EXCERPT TO READ:
Learning From the Global Financial Crisis: Creatively, Reliably, and Sustainably
Edited by Paul Shrivastava and Matt Statler
Summary via publisher, Stanford University Press
This book is motivated by the simple hope that the cloud of the global financial crisis may yet have a silver lining—that political leaders, economists, and management scholars might seize this opportunity to reflect critically on the assumptions, practices, and infrastructures that have precipitated the crisis and to imagine and create new forms of organization that sustainably enhance the well-being of global stakeholders.
Better Living through Economics
Edited by John J. Siegfried
Summary via publisher, Harvard University Press
Better Living Through Economics consists of twelve case studies that demonstrate how economic research has improved economic and social conditions over the past half century by influencing public policy decisions. Economists were obviously instrumental in revising the consumer price index and in devising auctions for allocating spectrum rights to cell phone providers in the 1990s. But perhaps more surprisingly, economists built the foundation for eliminating the military draft in favor of an all-volunteer army in 1973, for passing the Earned Income Tax Credit in 1975, for deregulating airlines in 1978, for adopting the welfare-to-work reforms during the Clinton administration, and for implementing the Pension Reform Act of 2006 that allowed employers to automatically enroll employees in a 401(k). Other important policy changes resulting from economists’ research include a new approach to monetary policy that resulted in moderated economic fluctuations (at least until 2008!), the reduction of trade impediments that allows countries to better exploit their natural advantages, a revision of antitrust policy to focus on those market characteristics that affect competition, an improved method of placing new physicians in hospital residencies that is more likely to keep married couples in the same city, and the adoption of tradable emissions rights which has improved our environment at minimum cost.

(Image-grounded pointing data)

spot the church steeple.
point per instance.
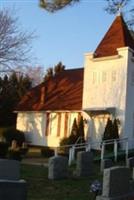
(117, 36)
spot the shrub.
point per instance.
(14, 134)
(111, 132)
(47, 152)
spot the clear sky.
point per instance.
(65, 35)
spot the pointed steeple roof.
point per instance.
(117, 36)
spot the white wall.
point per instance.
(105, 86)
(34, 125)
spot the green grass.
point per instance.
(40, 188)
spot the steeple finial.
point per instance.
(119, 9)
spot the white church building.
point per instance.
(103, 88)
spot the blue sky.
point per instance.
(65, 35)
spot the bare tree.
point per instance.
(14, 43)
(54, 5)
(118, 6)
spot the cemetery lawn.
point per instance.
(40, 188)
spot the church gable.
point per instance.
(117, 36)
(61, 92)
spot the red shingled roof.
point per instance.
(62, 92)
(117, 36)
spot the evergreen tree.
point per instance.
(115, 130)
(12, 88)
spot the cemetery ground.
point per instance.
(72, 188)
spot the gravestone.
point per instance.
(106, 163)
(116, 184)
(84, 164)
(58, 167)
(11, 187)
(130, 162)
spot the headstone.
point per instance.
(84, 164)
(9, 169)
(106, 163)
(16, 190)
(58, 167)
(130, 162)
(14, 144)
(11, 187)
(116, 184)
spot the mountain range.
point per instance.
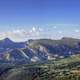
(37, 50)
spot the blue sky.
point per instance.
(45, 14)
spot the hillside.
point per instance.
(63, 69)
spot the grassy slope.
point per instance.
(64, 69)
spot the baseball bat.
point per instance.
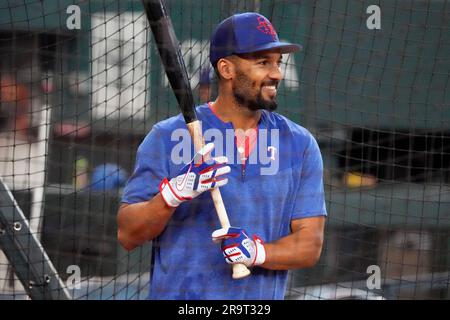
(170, 53)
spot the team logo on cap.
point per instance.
(266, 27)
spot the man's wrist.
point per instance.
(168, 194)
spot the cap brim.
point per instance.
(283, 47)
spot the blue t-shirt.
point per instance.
(282, 181)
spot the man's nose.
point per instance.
(276, 73)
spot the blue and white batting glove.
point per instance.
(237, 247)
(195, 178)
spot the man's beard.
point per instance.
(241, 89)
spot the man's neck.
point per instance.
(229, 111)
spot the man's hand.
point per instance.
(237, 247)
(195, 178)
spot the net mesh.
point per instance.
(82, 84)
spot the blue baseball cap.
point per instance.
(246, 33)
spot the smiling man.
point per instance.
(278, 215)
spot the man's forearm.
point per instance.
(300, 249)
(141, 222)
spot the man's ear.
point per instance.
(226, 68)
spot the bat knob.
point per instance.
(240, 271)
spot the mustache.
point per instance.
(270, 83)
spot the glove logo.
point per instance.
(181, 184)
(266, 27)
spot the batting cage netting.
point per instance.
(82, 84)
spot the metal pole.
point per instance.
(26, 254)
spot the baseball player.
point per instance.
(271, 181)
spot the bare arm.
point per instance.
(300, 249)
(143, 221)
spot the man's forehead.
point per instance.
(269, 54)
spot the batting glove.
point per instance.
(195, 178)
(237, 247)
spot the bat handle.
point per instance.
(239, 270)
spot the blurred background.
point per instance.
(82, 84)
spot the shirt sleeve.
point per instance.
(150, 168)
(310, 198)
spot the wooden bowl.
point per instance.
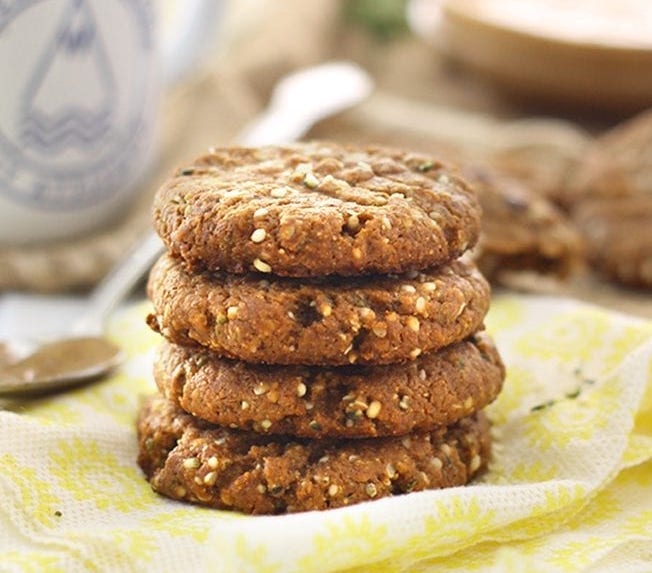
(595, 55)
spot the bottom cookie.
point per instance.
(188, 459)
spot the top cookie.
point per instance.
(316, 209)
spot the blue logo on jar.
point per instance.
(79, 99)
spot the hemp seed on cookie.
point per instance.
(360, 320)
(316, 209)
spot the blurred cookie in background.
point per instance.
(610, 201)
(521, 230)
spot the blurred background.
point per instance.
(540, 105)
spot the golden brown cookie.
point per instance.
(316, 209)
(521, 231)
(619, 237)
(362, 320)
(436, 389)
(611, 202)
(191, 460)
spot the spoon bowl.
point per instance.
(298, 101)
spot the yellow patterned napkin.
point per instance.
(569, 489)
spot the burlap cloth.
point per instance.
(421, 100)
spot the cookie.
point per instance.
(619, 238)
(617, 164)
(363, 320)
(521, 231)
(611, 202)
(352, 401)
(316, 209)
(191, 460)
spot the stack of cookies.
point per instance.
(324, 340)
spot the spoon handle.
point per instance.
(118, 284)
(298, 101)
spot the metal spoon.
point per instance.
(299, 100)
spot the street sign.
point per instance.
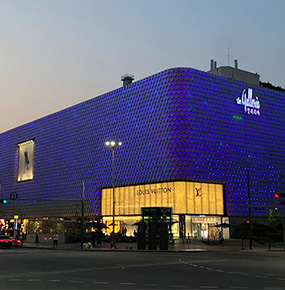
(14, 195)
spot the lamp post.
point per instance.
(113, 145)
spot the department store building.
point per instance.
(208, 146)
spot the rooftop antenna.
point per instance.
(228, 57)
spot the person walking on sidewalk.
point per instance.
(37, 239)
(221, 237)
(55, 240)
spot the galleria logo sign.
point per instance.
(251, 105)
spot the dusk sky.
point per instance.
(57, 53)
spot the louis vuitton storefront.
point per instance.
(196, 207)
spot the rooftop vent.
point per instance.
(127, 79)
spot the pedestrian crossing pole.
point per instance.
(82, 215)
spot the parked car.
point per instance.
(8, 242)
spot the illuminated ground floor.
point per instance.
(197, 208)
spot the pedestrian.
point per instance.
(37, 239)
(93, 239)
(99, 237)
(221, 238)
(55, 240)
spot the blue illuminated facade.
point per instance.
(179, 124)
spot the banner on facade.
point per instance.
(26, 160)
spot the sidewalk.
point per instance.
(179, 246)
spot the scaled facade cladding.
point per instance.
(180, 124)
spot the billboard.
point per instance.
(26, 160)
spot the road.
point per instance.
(27, 268)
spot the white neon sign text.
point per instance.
(251, 105)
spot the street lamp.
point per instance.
(113, 145)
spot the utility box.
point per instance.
(159, 222)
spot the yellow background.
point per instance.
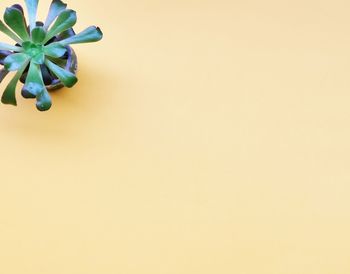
(203, 136)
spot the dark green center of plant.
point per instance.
(32, 49)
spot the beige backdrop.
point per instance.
(204, 136)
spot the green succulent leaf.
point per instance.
(32, 7)
(15, 20)
(38, 35)
(33, 84)
(43, 101)
(15, 61)
(55, 50)
(64, 21)
(39, 59)
(3, 74)
(90, 34)
(9, 95)
(56, 7)
(9, 33)
(4, 46)
(67, 77)
(35, 87)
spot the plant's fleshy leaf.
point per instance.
(3, 74)
(38, 35)
(66, 34)
(9, 95)
(64, 21)
(55, 50)
(68, 78)
(19, 7)
(43, 101)
(15, 61)
(56, 7)
(90, 34)
(32, 7)
(33, 84)
(4, 46)
(47, 77)
(34, 87)
(39, 58)
(3, 55)
(15, 20)
(9, 33)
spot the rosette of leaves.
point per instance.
(40, 55)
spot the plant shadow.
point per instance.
(75, 112)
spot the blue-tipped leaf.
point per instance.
(16, 61)
(33, 85)
(3, 74)
(67, 78)
(4, 46)
(15, 20)
(32, 7)
(43, 101)
(9, 95)
(90, 34)
(38, 35)
(9, 33)
(55, 50)
(64, 21)
(56, 7)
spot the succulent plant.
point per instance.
(42, 56)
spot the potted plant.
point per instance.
(42, 56)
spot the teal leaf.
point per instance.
(90, 34)
(9, 33)
(39, 58)
(4, 46)
(32, 7)
(38, 35)
(67, 78)
(33, 85)
(15, 61)
(15, 20)
(64, 21)
(3, 74)
(55, 50)
(9, 95)
(44, 101)
(56, 7)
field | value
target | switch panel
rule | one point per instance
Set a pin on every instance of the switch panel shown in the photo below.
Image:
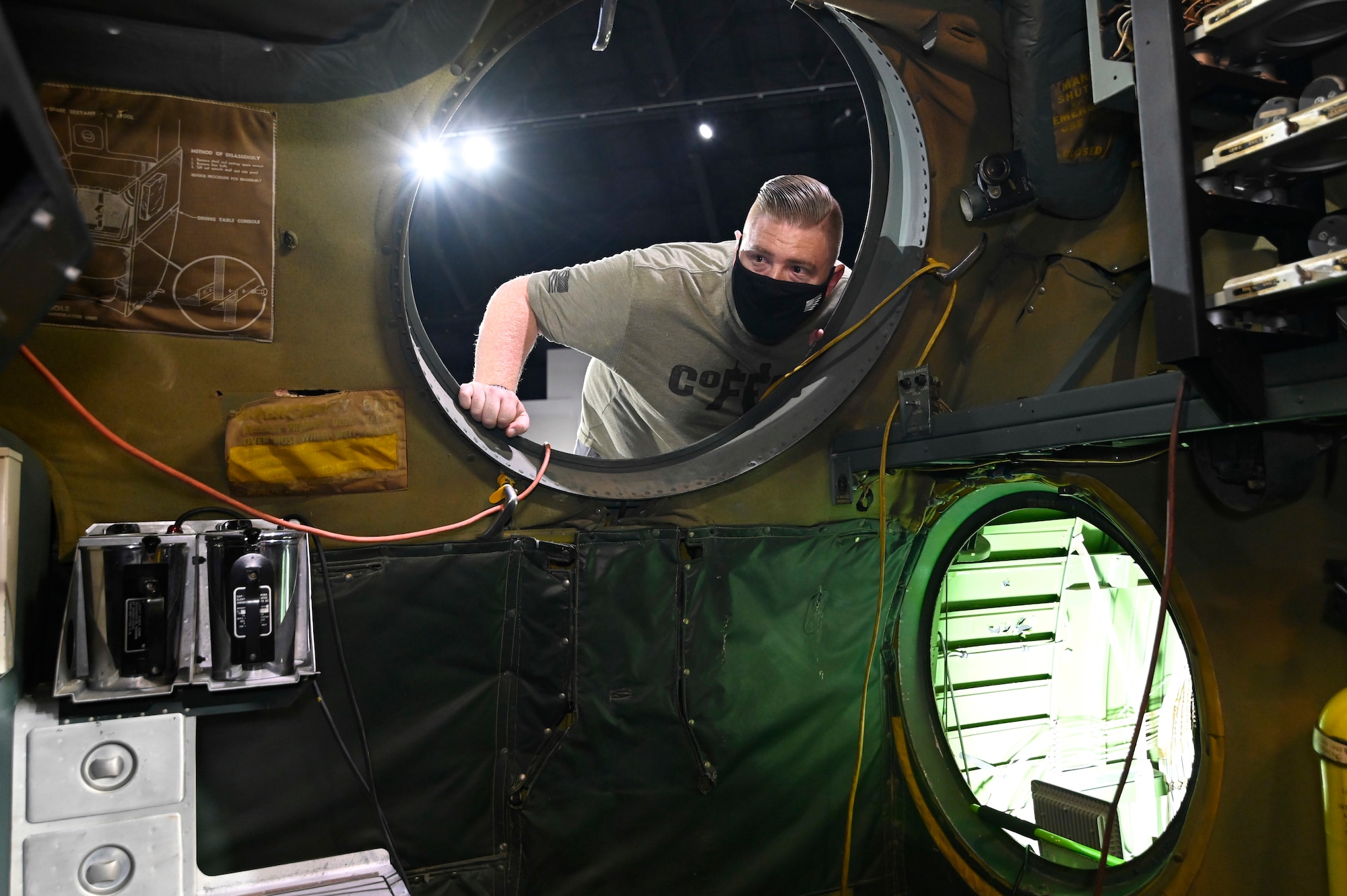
(99, 767)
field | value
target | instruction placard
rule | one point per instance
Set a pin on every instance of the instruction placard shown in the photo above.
(180, 197)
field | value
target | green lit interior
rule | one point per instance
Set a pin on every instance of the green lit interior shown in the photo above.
(1039, 652)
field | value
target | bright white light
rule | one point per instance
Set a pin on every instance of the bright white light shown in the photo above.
(479, 152)
(430, 159)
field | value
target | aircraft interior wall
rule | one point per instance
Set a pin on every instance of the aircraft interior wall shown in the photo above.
(736, 615)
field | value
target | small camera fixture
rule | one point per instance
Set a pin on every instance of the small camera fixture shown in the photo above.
(1000, 184)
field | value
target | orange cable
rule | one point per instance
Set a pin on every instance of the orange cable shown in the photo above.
(234, 502)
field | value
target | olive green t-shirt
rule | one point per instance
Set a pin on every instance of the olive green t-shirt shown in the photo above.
(671, 361)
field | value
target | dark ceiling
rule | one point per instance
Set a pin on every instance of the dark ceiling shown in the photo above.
(573, 190)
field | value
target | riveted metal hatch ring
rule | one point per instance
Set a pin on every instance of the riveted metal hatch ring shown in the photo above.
(891, 249)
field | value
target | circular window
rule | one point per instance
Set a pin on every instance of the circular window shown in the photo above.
(1024, 644)
(888, 249)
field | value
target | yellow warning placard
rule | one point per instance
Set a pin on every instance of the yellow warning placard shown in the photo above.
(180, 199)
(1076, 121)
(343, 442)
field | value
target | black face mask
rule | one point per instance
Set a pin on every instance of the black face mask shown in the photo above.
(773, 310)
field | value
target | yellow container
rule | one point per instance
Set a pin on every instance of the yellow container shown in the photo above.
(1332, 746)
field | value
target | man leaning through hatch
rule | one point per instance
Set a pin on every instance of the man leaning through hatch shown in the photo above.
(685, 337)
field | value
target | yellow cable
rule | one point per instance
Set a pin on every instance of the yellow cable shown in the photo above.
(954, 291)
(869, 658)
(931, 265)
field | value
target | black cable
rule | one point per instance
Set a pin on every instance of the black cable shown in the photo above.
(1166, 580)
(367, 782)
(227, 512)
(341, 742)
(1023, 868)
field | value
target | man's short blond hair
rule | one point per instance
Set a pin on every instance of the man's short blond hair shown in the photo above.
(801, 201)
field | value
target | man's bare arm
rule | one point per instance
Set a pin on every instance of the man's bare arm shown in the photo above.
(508, 334)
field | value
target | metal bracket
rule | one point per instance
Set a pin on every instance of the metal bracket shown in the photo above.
(504, 518)
(962, 268)
(930, 32)
(915, 401)
(844, 486)
(1129, 303)
(607, 13)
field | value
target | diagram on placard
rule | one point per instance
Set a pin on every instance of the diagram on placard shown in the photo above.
(131, 206)
(218, 292)
(178, 197)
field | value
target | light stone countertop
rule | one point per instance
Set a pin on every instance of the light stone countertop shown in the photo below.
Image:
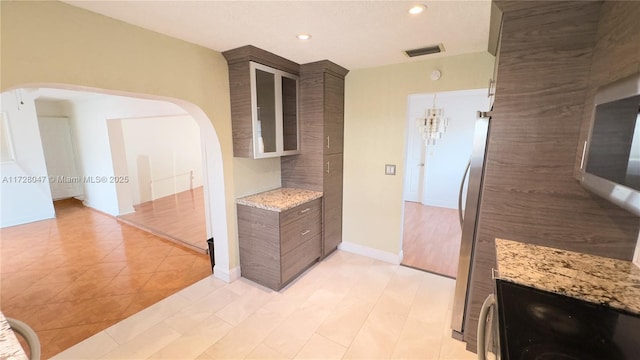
(610, 282)
(279, 199)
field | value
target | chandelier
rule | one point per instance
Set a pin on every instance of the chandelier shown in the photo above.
(433, 125)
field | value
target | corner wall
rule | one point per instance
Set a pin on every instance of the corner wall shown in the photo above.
(25, 195)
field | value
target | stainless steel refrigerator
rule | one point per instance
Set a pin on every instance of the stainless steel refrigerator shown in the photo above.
(469, 220)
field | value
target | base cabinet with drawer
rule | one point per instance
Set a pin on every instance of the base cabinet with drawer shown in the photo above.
(275, 247)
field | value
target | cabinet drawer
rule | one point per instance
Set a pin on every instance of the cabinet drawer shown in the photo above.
(296, 233)
(300, 258)
(300, 224)
(311, 208)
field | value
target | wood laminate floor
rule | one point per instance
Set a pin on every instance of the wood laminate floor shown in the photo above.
(178, 217)
(431, 239)
(74, 276)
(345, 307)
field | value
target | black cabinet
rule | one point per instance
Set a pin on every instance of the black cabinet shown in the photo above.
(540, 325)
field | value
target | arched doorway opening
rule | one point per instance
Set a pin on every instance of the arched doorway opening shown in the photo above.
(212, 166)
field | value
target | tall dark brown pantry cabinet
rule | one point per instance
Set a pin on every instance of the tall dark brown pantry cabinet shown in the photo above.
(319, 166)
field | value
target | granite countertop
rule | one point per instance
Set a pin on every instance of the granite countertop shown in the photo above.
(279, 199)
(599, 280)
(10, 348)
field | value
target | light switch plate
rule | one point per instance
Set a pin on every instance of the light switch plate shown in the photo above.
(389, 169)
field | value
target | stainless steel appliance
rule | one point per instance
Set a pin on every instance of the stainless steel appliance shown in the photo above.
(488, 335)
(469, 221)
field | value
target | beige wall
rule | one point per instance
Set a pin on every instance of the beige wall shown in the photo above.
(54, 43)
(375, 122)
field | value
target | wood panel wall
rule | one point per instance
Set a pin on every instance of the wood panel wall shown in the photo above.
(530, 193)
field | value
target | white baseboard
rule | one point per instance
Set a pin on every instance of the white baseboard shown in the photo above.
(227, 276)
(371, 252)
(7, 221)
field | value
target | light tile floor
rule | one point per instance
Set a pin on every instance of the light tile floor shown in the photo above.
(345, 307)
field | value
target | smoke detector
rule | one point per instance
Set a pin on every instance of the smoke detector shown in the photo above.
(433, 49)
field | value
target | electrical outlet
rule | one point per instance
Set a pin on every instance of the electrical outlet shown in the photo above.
(389, 169)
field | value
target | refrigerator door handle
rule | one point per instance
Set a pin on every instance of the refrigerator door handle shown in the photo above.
(464, 177)
(489, 302)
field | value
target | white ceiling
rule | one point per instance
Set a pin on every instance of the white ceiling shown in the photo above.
(353, 34)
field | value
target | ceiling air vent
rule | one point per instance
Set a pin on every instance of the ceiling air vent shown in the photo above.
(434, 49)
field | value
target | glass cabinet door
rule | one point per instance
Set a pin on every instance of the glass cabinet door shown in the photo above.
(274, 101)
(289, 114)
(265, 126)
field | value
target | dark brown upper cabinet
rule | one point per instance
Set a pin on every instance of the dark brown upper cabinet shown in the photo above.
(264, 91)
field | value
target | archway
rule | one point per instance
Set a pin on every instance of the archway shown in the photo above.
(213, 177)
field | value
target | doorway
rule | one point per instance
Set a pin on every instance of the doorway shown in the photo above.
(95, 158)
(434, 187)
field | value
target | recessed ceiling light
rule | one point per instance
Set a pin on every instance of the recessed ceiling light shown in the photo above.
(417, 9)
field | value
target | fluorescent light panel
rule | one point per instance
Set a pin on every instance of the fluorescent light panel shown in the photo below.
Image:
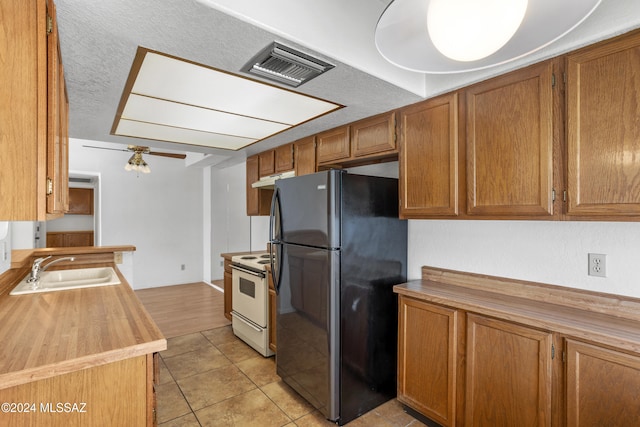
(170, 99)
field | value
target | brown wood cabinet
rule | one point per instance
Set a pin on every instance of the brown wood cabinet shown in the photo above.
(266, 163)
(427, 374)
(228, 291)
(33, 165)
(603, 131)
(477, 350)
(258, 199)
(65, 239)
(431, 159)
(601, 382)
(305, 152)
(111, 392)
(57, 123)
(272, 312)
(508, 374)
(510, 144)
(284, 158)
(374, 135)
(80, 201)
(333, 145)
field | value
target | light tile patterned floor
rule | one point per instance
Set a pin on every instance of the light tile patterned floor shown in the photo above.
(212, 378)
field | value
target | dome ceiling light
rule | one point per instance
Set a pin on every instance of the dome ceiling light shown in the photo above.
(455, 36)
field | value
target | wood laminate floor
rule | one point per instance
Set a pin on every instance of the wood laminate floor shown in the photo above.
(184, 309)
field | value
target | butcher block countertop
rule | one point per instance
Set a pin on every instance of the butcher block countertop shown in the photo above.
(608, 319)
(53, 333)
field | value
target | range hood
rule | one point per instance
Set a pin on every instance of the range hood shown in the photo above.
(270, 181)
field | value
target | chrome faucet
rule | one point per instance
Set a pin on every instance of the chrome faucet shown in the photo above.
(37, 267)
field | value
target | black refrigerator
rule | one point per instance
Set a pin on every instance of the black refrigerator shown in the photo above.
(338, 248)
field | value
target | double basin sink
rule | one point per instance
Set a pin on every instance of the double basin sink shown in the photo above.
(61, 280)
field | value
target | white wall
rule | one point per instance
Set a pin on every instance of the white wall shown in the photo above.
(231, 229)
(160, 213)
(553, 252)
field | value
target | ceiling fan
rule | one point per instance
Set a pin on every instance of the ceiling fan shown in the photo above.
(136, 162)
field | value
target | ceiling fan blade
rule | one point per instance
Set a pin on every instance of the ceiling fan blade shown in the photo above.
(173, 155)
(105, 148)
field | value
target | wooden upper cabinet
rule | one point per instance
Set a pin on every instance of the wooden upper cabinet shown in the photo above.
(57, 136)
(80, 201)
(509, 374)
(510, 143)
(429, 158)
(603, 130)
(305, 152)
(602, 386)
(333, 145)
(26, 110)
(374, 135)
(427, 359)
(267, 163)
(258, 200)
(284, 158)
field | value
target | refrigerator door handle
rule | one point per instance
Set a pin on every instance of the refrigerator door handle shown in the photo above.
(275, 211)
(276, 255)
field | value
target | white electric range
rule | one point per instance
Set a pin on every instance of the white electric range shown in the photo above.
(250, 300)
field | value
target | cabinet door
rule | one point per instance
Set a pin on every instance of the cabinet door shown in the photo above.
(57, 154)
(427, 351)
(23, 111)
(603, 130)
(267, 163)
(258, 200)
(305, 152)
(510, 144)
(602, 386)
(429, 162)
(284, 158)
(509, 374)
(333, 145)
(375, 135)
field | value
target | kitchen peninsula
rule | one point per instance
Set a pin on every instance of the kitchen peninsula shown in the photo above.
(91, 351)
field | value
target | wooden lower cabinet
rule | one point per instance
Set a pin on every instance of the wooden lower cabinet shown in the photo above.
(427, 359)
(603, 386)
(118, 393)
(476, 351)
(508, 376)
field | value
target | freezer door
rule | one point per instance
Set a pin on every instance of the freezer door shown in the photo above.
(308, 208)
(307, 329)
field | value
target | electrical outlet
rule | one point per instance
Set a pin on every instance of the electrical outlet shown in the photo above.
(598, 265)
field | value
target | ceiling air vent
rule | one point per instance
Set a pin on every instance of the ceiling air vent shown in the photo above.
(286, 65)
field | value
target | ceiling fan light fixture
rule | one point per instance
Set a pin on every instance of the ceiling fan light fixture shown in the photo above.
(468, 30)
(136, 163)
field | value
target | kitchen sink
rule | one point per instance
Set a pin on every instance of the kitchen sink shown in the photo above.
(61, 280)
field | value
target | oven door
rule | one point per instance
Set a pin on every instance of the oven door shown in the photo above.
(249, 292)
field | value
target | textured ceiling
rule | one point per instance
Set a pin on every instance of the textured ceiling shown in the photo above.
(99, 41)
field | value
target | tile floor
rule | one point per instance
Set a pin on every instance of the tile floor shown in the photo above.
(212, 378)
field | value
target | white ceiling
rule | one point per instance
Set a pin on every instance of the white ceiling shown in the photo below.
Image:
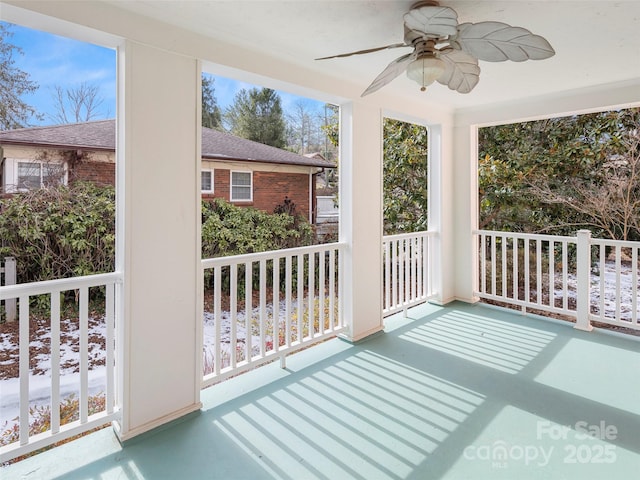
(596, 42)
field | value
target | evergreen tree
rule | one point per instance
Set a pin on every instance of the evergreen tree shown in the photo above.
(211, 114)
(257, 115)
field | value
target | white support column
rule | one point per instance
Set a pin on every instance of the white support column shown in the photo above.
(441, 202)
(463, 175)
(158, 225)
(361, 217)
(583, 272)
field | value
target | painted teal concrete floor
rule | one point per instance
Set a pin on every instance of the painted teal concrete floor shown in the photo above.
(456, 392)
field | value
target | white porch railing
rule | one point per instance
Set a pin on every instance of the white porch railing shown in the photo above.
(264, 306)
(584, 278)
(407, 264)
(56, 429)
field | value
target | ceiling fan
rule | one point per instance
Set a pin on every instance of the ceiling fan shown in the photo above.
(448, 52)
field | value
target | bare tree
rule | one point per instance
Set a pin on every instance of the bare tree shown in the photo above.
(79, 104)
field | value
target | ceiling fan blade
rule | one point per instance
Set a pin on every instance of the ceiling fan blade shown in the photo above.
(394, 69)
(432, 21)
(462, 72)
(497, 42)
(368, 50)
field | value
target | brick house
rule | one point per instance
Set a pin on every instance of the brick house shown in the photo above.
(241, 171)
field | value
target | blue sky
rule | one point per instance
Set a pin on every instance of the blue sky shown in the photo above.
(52, 60)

WORK INSTRUCTIONS:
#1 Answer each question from the book summaries, one answer per line:
(a) Who edited the book on learning from the global financial crisis?
(b) How many case studies make up Better Living Through Economics?
(c) In what year, according to the summary, was the military draft eliminated in favor of an all-volunteer army?
#2 Summarize the book summaries in two sentences.
These lines have no connection to the book summaries.

SOLUTIONS TO THE PROBLEMS:
#1
(a) Paul Shrivastava and Matt Statler
(b) Twelve
(c) 1973

#2 Learning From the Global Financial Crisis, edited by Paul Shrivastava and Matt Statler, hopes that political leaders, economists, and management scholars will reflect critically on what precipitated the crisis and create new forms of organization that sustainably enhance the well-being of global stakeholders. Better Living Through Economics, edited by John J. Siegfried, presents twelve case studies showing how economic research has improved economic and social conditions over the past half century by influencing public policy decisions such as airline deregulation, the all-volunteer army, and tradable emissions rights.